Complete the following —
1. List every web address that appears in the forum thread.
2. Rewrite the rows from the line containing "Outline every instance of the high-rise" through the end of the rows, changing "high-rise apartment building" to "residential tower" and keeping everything else the same. Leave out the picture.

*** Page text ***

Regardless, I will download that DirectX pack and install it.


----------



## Mosquito555 (Apr 25, 2007)

Hi again mate...

Since you have a quad core CPU I guess you need to check the links below:

http://forums.nvidia.com/lofiversion/index.php?t39019.html
http://forums.techguy.org/games/610626-broken-sword-4-a.html

Also try googling "broken sword the angel of death black textures" for additional info. Seems like it's a quite common problem among quad core CPU users. On the links above you will be able to find some workarounds in order to run the game...I guess you could try them but keep in mind that I can't ensure that the procedure is completely safe.

You can also try changing the CPU affinity of the game. This a safe procedure but someone reported that it didn't work...In any case you can give it a try:

Launch the game and then press Alt+Tab in order to return to the desktop. Now open task manager (Ctrl + Alt + Del) and locate the game's main process under the processes tab. Right click on it and select set affinity. Now unselect cores 1 and 2.

Also, here's a link to the latest official patch for the game, I can't find more details but it could help:

http://www.revolution.co.uk/_forum.php?topic=4443&open=1&neuron=5&page=0

I'm not sure if the patch is for the US version or for the UK version only. You can find the patch via Google anyway, so give that a try as well.


----------



## ThiaJay (Jun 27, 2008)

Hello! Thank you for getting back to me so quickly.

*** Records for the exercise ***

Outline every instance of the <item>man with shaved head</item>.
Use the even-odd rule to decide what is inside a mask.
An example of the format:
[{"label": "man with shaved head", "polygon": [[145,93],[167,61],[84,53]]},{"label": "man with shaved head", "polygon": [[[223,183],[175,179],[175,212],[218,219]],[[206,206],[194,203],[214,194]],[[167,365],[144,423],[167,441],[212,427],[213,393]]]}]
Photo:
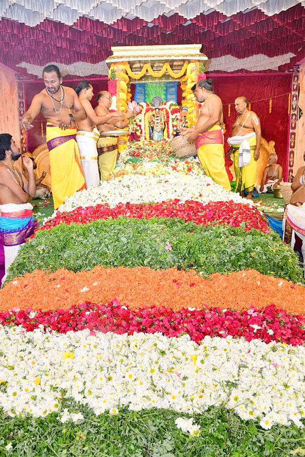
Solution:
[{"label": "man with shaved head", "polygon": [[238,97],[235,101],[238,115],[233,125],[232,136],[228,139],[231,147],[227,155],[230,157],[233,153],[236,192],[242,197],[247,192],[247,198],[252,199],[262,134],[259,118],[249,111],[249,106],[245,96]]},{"label": "man with shaved head", "polygon": [[[95,111],[97,116],[106,116],[108,119],[104,124],[97,126],[100,132],[115,130],[116,127],[124,128],[128,125],[128,119],[133,115],[132,111],[122,113],[122,117],[117,119],[109,112],[112,97],[109,92],[102,90],[96,99],[99,104]],[[113,114],[115,113],[113,113]],[[107,181],[114,169],[117,159],[117,138],[115,137],[100,137],[98,141],[98,164],[102,181]]]}]

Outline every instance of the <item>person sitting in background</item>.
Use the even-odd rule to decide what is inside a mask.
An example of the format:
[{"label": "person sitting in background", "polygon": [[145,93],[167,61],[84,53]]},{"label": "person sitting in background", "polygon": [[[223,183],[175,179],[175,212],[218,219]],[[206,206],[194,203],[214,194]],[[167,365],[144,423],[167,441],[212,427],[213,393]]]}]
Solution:
[{"label": "person sitting in background", "polygon": [[275,152],[268,157],[268,165],[264,171],[261,185],[256,188],[259,193],[273,192],[280,185],[283,179],[283,168],[281,165],[277,164],[277,160],[278,156]]},{"label": "person sitting in background", "polygon": [[291,184],[291,190],[293,191],[290,202],[291,205],[300,206],[305,203],[305,167],[301,167],[297,171]]},{"label": "person sitting in background", "polygon": [[[85,175],[87,189],[100,184],[100,173],[98,166],[97,143],[100,138],[100,132],[96,125],[105,124],[109,116],[104,113],[97,116],[90,103],[93,97],[93,87],[90,81],[84,79],[75,87],[83,108],[86,113],[86,118],[77,122],[76,141],[80,154],[80,161]],[[111,114],[113,122],[119,122],[124,115],[117,112]]]},{"label": "person sitting in background", "polygon": [[35,195],[33,164],[23,158],[28,181],[13,166],[21,156],[19,148],[9,134],[0,135],[0,237],[4,246],[5,280],[8,270],[26,238],[34,231],[35,223],[29,197]]}]

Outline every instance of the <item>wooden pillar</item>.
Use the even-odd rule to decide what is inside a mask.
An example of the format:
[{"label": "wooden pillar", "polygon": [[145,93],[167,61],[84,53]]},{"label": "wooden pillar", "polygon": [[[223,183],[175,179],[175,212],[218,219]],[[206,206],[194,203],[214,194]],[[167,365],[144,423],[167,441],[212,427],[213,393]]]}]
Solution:
[{"label": "wooden pillar", "polygon": [[292,182],[293,179],[293,164],[295,153],[295,140],[296,136],[296,121],[297,120],[298,102],[299,90],[299,72],[297,66],[293,67],[292,82],[291,83],[291,101],[290,105],[290,115],[288,129],[288,142],[287,145],[288,166],[286,170],[285,180],[288,178],[288,182]]}]

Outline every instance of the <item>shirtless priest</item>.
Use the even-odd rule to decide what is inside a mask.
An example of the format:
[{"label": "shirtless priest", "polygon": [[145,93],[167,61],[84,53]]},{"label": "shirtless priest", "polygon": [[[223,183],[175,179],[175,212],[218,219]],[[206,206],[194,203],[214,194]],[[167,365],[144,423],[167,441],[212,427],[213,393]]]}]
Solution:
[{"label": "shirtless priest", "polygon": [[33,162],[23,157],[28,181],[13,166],[20,157],[19,148],[9,134],[0,135],[0,237],[4,246],[5,280],[20,245],[34,233],[33,206],[27,201],[35,196]]},{"label": "shirtless priest", "polygon": [[101,115],[98,116],[90,103],[93,97],[93,87],[86,79],[79,82],[75,87],[75,92],[86,113],[86,118],[77,122],[76,141],[79,148],[86,186],[89,189],[92,186],[97,186],[100,183],[97,149],[100,132],[96,125],[104,125],[109,121],[115,124],[123,120],[125,114],[114,112],[110,114],[102,113]]},{"label": "shirtless priest", "polygon": [[[127,111],[120,121],[115,121],[109,112],[112,97],[109,92],[102,90],[99,92],[96,99],[99,104],[95,111],[98,116],[108,116],[109,119],[105,124],[98,125],[100,132],[116,130],[116,128],[124,128],[128,125],[128,119],[133,115],[133,112]],[[124,134],[123,134],[124,135]],[[100,137],[98,142],[99,168],[102,181],[107,181],[113,172],[118,157],[117,138],[115,137]]]},{"label": "shirtless priest", "polygon": [[21,122],[26,129],[32,128],[40,111],[47,120],[51,186],[56,209],[67,197],[86,188],[75,126],[75,121],[84,119],[86,115],[75,91],[62,85],[63,78],[56,65],[46,67],[43,78],[45,88],[34,96]]}]

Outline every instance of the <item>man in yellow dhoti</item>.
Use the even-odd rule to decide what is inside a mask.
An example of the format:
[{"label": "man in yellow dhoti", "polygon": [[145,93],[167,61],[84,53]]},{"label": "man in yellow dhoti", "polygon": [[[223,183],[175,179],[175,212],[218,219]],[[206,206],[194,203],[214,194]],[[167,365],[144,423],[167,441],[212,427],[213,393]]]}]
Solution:
[{"label": "man in yellow dhoti", "polygon": [[[12,135],[0,135],[0,240],[4,246],[5,280],[8,270],[20,245],[34,232],[33,206],[27,203],[35,197],[35,177],[29,157],[23,159],[27,180],[14,167],[20,157]],[[0,283],[1,283],[0,280]]]},{"label": "man in yellow dhoti", "polygon": [[195,126],[180,128],[182,135],[195,142],[200,162],[208,176],[215,182],[231,190],[225,166],[224,137],[221,124],[223,123],[222,103],[214,93],[212,80],[202,79],[194,91],[202,106]]},{"label": "man in yellow dhoti", "polygon": [[255,185],[256,161],[259,157],[262,134],[259,118],[248,109],[249,104],[246,97],[235,101],[238,114],[233,125],[232,137],[228,139],[231,145],[228,157],[233,152],[234,168],[236,177],[236,192],[247,198],[252,198]]},{"label": "man in yellow dhoti", "polygon": [[[133,115],[132,111],[127,111],[126,114],[122,113],[121,118],[117,122],[117,118],[113,117],[112,113],[109,112],[112,100],[109,92],[105,90],[99,92],[96,99],[99,103],[95,108],[97,115],[102,116],[106,115],[108,117],[106,123],[100,124],[97,126],[100,132],[115,130],[116,127],[124,128],[127,127],[128,119]],[[117,139],[115,137],[100,137],[98,141],[98,154],[101,179],[102,181],[107,181],[116,164],[118,158]]]},{"label": "man in yellow dhoti", "polygon": [[84,119],[85,113],[75,91],[62,85],[63,79],[56,65],[46,67],[43,77],[45,87],[34,96],[21,125],[26,129],[32,128],[32,122],[41,110],[47,120],[51,186],[56,209],[66,197],[86,188],[75,122]]}]

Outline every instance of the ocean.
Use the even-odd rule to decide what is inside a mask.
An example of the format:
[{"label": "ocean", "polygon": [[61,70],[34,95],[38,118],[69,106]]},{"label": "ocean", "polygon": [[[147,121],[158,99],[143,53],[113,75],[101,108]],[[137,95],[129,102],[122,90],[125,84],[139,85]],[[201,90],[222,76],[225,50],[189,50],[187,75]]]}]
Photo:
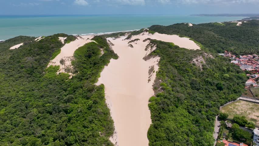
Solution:
[{"label": "ocean", "polygon": [[154,25],[197,24],[240,20],[241,17],[173,15],[0,15],[0,40],[19,36],[64,33],[85,35],[139,30]]}]

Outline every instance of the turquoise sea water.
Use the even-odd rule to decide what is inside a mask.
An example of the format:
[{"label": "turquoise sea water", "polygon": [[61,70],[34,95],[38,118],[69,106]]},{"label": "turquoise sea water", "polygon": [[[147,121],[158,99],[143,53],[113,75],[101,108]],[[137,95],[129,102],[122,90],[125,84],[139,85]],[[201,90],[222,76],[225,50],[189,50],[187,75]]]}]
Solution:
[{"label": "turquoise sea water", "polygon": [[153,25],[199,24],[240,20],[237,17],[171,15],[0,16],[0,40],[19,35],[97,33],[140,29]]}]

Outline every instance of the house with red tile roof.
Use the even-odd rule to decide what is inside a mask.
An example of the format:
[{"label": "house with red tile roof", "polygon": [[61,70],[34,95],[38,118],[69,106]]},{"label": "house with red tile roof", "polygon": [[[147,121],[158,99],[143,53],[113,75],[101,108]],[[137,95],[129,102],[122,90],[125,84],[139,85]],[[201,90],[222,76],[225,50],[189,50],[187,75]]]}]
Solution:
[{"label": "house with red tile roof", "polygon": [[219,142],[223,142],[225,144],[225,146],[248,146],[248,145],[243,143],[240,143],[239,144],[235,142],[232,142],[226,140],[223,140],[222,141],[218,141]]},{"label": "house with red tile roof", "polygon": [[248,58],[253,58],[253,56],[251,55],[247,55],[247,57],[248,57]]}]

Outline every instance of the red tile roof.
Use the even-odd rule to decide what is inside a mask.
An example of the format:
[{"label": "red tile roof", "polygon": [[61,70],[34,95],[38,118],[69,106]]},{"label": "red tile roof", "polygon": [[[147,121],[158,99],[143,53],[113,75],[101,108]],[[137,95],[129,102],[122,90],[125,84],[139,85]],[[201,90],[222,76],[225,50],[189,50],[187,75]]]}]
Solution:
[{"label": "red tile roof", "polygon": [[226,140],[223,140],[222,141],[222,142],[225,144],[225,146],[228,146],[229,144],[235,144],[235,145],[237,145],[237,146],[248,146],[248,145],[247,144],[244,144],[243,143],[240,143],[240,144],[240,144],[235,142],[231,142]]}]

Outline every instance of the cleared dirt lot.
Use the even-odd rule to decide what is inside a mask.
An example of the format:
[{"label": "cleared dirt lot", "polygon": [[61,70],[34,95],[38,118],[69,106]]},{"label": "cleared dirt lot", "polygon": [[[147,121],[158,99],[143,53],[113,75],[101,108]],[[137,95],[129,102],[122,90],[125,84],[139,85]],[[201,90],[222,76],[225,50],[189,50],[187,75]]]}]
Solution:
[{"label": "cleared dirt lot", "polygon": [[235,115],[244,116],[248,121],[253,121],[259,126],[259,104],[239,100],[222,107],[220,110],[228,113],[228,119]]}]

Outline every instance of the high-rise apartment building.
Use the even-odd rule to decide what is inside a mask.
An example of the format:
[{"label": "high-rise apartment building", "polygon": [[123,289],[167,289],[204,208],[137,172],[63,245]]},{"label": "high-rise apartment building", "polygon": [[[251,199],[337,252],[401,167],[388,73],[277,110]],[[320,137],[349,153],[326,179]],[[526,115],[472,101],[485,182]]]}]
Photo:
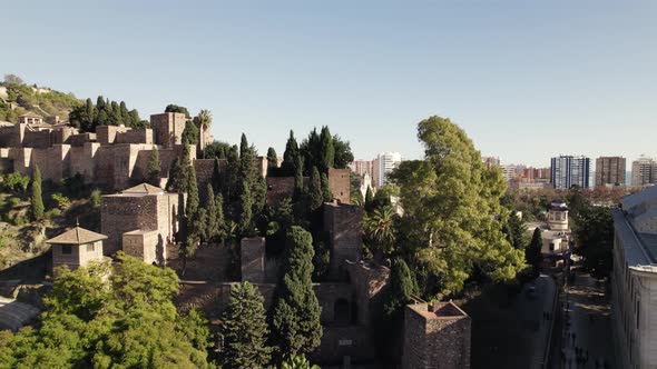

***

Task-by-task results —
1.
http://forums.nvidia.com/lofiversion/index.php?t39019.html
http://forums.techguy.org/games/610626-broken-sword-4-a.html
http://www.revolution.co.uk/_forum.php?topic=4443&open=1&neuron=5&page=0

2.
Outline every instance of the residential tower.
Use the even-odd rule to decide what is inside a mask.
An example of the format:
[{"label": "residential tower", "polygon": [[123,289],[167,289],[204,208],[137,172],[63,245]]},{"label": "residential tower", "polygon": [[[251,199],[337,252],[401,167],[388,73],[277,110]],[[320,137],[349,153],[326,179]],[[526,115],[472,101],[485,182]]]}]
Photo:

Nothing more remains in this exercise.